**PROVIDED PASSAGE:**
== == ==
Deep Life Reflections: Friday Five
Issue 152 - Nighthawks
Welcome to Issue 152 of Deep Life Reflections, where each Friday I share reflections on how to live more deeply—through literature, cinema, and the everyday strands of life.
“If you could say it in words there would be no reason to paint.”
— Edward Hopper
In my early twenties, I spent six months living in America. It was some early work experience and my first time experiencing the expansiveness and scale of the country. I was based in the port city of Cleveland, Ohio, which sat on Lake Erie. During my stay, I had the opportunity to visit other U.S. cities like Chicago, San Francisco, and New York. I still have the photos in a physical album, as well as a few mementos like postcards and maps. Being there myself, I was often alone in both my travels and daily comings and goings. Not all the time, but most of the time.
I think this is why the art of the American realist painter, Edward Hopper, struck a chord then and continues to now. Hopper specialised in painting American solitude. Aloneness was his great theme. Hopper had two primary sources for his subject matter. The common aspects of American life, such as restaurants, theatres, motels, gas stations, and railroads, and the people who inhabited them. His most common subject was the solitary figure, and they were mostly women, often reading or looking out of a window. Many of his solitary women were modelled by his wife, Josephine, herself an artist.
== == ==
**EXCERPTED DATA:**
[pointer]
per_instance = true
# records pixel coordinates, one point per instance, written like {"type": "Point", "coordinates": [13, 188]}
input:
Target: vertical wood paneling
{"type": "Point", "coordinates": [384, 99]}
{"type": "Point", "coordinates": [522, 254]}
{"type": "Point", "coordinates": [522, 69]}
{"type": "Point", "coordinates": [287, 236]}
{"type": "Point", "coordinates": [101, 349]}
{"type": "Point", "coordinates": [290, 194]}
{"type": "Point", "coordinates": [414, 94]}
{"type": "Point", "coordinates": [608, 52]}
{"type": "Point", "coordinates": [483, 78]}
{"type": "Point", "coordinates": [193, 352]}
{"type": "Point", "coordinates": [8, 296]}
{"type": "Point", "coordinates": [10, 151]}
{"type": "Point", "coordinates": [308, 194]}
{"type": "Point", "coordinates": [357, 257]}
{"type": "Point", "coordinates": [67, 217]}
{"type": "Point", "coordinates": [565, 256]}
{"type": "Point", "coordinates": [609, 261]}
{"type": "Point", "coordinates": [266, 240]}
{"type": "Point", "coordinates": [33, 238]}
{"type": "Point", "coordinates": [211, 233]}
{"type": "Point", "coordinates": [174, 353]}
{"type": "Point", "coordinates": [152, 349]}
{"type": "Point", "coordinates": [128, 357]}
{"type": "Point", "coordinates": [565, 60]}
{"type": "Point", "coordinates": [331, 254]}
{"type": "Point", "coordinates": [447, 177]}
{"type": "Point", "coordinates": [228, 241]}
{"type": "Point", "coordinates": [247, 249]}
== == ==
**TASKS:**
1. From the Deep Life Reflections issue, list the common aspects of American life that it names as one of Hopper's sources of subject matter.
2. Write out the part of the Deep Life Reflections issue that opens with the words containing "Deep Life Reflections: Friday" and closes with "strands of life.".

**SOLUTIONS BELOW:**
1. restaurants, theatres, motels, gas stations, railroads

2.
Deep Life Reflections: Friday Five
Issue 152 - Nighthawks
Welcome to Issue 152 of Deep Life Reflections, where each Friday I share reflections on how to live more deeply—through literature, cinema, and the everyday strands of life.